Instructions for the task: Render every line of the entries below as a JSON array of strings, with one string per line and any blank lines omitted.
-- Start of Input for this task --
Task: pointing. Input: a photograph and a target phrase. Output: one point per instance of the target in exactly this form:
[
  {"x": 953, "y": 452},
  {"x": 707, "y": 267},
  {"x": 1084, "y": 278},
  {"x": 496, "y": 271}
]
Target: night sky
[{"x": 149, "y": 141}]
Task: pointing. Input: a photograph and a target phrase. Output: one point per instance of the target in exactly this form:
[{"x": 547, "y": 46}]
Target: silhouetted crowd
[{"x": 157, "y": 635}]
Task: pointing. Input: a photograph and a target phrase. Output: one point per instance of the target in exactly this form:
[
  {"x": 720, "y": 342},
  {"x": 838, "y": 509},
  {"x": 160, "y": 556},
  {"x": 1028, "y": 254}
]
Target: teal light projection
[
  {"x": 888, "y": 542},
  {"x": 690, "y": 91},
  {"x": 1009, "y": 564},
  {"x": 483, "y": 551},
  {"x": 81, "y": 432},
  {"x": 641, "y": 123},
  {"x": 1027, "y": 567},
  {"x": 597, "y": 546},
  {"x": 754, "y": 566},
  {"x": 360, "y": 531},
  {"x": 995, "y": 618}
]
-- End of Input for this task --
Right answer:
[
  "Task: pointing. Input: a photograph and a target phrase. Output: one point per instance of the target in exactly this form:",
  "[",
  "  {\"x\": 953, \"y\": 452},",
  "  {\"x\": 707, \"y\": 267},",
  "  {\"x\": 1084, \"y\": 278},",
  "  {\"x\": 496, \"y\": 271}",
  "]",
  "Target: night sky",
  "[{\"x\": 149, \"y\": 141}]",
  "Task: pointing. Input: a photograph and a target phrase. Output: one point per instance of the target in exactly this form:",
  "[{\"x\": 547, \"y\": 46}]",
  "Target: silhouetted crowd",
  "[{\"x\": 157, \"y\": 635}]",
  "Task: pointing. Input: a photograph and a target phrase. Output: one point per instance of the target in exactly this form:",
  "[",
  "  {\"x\": 720, \"y\": 342},",
  "  {\"x\": 838, \"y\": 509},",
  "  {\"x\": 160, \"y\": 556},",
  "  {\"x\": 1028, \"y\": 254}",
  "]",
  "Target: teal light projection",
  "[",
  "  {\"x\": 888, \"y\": 542},",
  "  {\"x\": 690, \"y\": 91},",
  "  {\"x\": 1009, \"y\": 564},",
  "  {\"x\": 483, \"y\": 551},",
  "  {\"x\": 81, \"y\": 432},",
  "  {\"x\": 641, \"y\": 123},",
  "  {\"x\": 1027, \"y\": 567},",
  "  {\"x\": 597, \"y\": 546},",
  "  {\"x\": 754, \"y\": 566},",
  "  {\"x\": 360, \"y\": 531},",
  "  {\"x\": 995, \"y\": 618}",
  "]"
]